### Your assignment:
The lines from the top of the records below through the one containing "positive clicks: (166, 286)" are to be transcribed exactly, and nothing else is to be added.

Stored data:

○ ○ ○

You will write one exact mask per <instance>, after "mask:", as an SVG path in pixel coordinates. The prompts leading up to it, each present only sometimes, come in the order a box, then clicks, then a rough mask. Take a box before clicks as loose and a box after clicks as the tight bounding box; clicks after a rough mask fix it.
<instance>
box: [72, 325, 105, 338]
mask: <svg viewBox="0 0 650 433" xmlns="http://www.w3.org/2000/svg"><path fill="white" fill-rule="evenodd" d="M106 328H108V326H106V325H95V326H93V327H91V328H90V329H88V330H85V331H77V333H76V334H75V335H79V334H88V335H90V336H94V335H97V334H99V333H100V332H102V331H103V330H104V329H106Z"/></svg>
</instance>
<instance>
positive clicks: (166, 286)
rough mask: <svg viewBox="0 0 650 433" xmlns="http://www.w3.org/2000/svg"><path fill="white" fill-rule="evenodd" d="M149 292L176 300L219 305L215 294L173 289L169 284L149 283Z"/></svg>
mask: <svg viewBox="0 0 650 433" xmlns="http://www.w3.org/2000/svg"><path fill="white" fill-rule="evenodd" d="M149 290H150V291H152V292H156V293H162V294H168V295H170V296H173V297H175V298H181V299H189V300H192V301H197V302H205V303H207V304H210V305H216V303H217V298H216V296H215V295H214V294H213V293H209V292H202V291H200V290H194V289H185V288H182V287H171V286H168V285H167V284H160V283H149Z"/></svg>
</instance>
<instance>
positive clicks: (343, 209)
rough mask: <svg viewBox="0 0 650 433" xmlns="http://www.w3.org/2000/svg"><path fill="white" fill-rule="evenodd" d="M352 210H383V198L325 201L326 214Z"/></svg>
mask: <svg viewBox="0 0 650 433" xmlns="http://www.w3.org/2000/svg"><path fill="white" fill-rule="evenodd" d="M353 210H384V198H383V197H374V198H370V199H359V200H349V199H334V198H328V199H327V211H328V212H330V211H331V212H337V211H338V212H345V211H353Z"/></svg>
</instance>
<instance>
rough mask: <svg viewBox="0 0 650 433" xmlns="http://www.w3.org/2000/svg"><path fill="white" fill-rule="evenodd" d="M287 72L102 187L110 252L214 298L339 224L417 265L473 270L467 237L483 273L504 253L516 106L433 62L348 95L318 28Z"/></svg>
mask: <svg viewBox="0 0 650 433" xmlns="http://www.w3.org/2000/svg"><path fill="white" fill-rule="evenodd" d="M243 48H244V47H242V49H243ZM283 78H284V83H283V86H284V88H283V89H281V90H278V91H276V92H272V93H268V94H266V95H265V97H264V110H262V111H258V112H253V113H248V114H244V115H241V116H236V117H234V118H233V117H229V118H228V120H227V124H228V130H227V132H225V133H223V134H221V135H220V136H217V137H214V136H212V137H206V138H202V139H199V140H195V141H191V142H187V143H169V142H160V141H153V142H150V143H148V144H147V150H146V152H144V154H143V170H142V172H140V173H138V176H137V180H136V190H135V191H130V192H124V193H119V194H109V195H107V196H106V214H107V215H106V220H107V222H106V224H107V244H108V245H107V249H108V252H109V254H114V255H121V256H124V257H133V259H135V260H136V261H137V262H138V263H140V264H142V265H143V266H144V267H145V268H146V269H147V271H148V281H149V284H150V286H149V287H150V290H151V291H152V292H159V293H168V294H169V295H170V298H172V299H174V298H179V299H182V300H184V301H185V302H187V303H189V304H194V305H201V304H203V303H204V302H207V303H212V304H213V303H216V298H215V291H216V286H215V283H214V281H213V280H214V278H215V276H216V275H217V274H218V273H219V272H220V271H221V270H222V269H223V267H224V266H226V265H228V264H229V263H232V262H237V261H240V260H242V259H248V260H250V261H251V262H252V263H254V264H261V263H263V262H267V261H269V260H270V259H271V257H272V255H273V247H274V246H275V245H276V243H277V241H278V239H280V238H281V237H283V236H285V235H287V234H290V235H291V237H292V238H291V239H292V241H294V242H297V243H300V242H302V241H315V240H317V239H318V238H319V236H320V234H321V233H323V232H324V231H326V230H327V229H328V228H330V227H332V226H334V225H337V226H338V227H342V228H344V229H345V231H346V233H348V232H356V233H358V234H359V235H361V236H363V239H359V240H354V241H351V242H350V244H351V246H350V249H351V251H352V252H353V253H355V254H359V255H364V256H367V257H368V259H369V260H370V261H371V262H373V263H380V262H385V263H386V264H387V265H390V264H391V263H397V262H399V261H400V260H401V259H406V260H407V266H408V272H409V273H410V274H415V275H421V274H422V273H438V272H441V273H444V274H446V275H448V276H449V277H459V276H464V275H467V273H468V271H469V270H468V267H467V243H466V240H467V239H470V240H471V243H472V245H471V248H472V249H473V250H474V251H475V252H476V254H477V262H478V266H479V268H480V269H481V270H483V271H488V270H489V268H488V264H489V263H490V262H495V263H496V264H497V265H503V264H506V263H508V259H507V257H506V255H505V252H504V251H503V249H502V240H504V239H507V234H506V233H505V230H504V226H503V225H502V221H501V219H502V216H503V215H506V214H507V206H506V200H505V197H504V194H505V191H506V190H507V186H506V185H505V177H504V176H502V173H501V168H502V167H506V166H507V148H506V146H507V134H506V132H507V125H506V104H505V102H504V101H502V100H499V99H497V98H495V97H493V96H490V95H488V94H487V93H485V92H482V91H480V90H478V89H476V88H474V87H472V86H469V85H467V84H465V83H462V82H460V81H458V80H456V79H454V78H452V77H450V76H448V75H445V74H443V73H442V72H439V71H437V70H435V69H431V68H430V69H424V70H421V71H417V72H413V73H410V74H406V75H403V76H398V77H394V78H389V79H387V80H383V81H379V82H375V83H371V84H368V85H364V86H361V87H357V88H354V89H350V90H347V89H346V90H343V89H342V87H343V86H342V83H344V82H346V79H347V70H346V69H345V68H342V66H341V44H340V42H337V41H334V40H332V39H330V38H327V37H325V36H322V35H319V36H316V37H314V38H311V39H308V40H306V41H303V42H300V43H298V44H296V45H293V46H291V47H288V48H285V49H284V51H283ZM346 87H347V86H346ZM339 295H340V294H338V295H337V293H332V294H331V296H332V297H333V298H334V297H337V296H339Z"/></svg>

○ ○ ○

### Answer for this exercise:
You will write one exact mask per <instance>, after "mask:", as an SVG path in pixel coordinates. The prompts leading up to it, each present only sometimes, come in the order a box, then clicks, then a rough mask. Take a box before clicks as loose and a box after clicks as the tight bounding box; clicks after a rough mask fix it.
<instance>
box: [72, 325, 105, 338]
mask: <svg viewBox="0 0 650 433" xmlns="http://www.w3.org/2000/svg"><path fill="white" fill-rule="evenodd" d="M106 328H108V326H106V325H95V326H93V327H91V328H90V329H88V330H85V331H77V333H76V334H75V335H79V334H88V335H90V336H94V335H97V334H99V333H100V332H102V331H103V330H104V329H106Z"/></svg>
</instance>
<instance>
positive clicks: (166, 286)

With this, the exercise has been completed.